=== Instructions for the task ===
Print all the entries verbatim.
─── Material to process
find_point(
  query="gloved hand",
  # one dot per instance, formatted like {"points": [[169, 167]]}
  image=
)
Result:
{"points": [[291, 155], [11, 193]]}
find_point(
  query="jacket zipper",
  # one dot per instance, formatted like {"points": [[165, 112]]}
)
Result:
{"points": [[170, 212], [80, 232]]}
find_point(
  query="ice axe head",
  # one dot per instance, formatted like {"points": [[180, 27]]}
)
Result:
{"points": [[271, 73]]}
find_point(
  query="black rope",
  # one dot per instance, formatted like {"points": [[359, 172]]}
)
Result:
──────
=== Worked solution ===
find_point(
  query="gloved hand",
  # one dot per instance, formatted like {"points": [[169, 167]]}
  image=
)
Result:
{"points": [[291, 155], [11, 193]]}
find_point(
  query="jacket zipper",
  # one dot per instance, formatted like {"points": [[165, 112]]}
)
Result:
{"points": [[170, 212], [80, 232]]}
find_point(
  query="ice axe head",
  # one dot per instance, formatted like {"points": [[180, 27]]}
)
Result:
{"points": [[271, 73]]}
find_point(
  query="black rope",
  # one dot per instance, formatted like {"points": [[359, 172]]}
)
Result:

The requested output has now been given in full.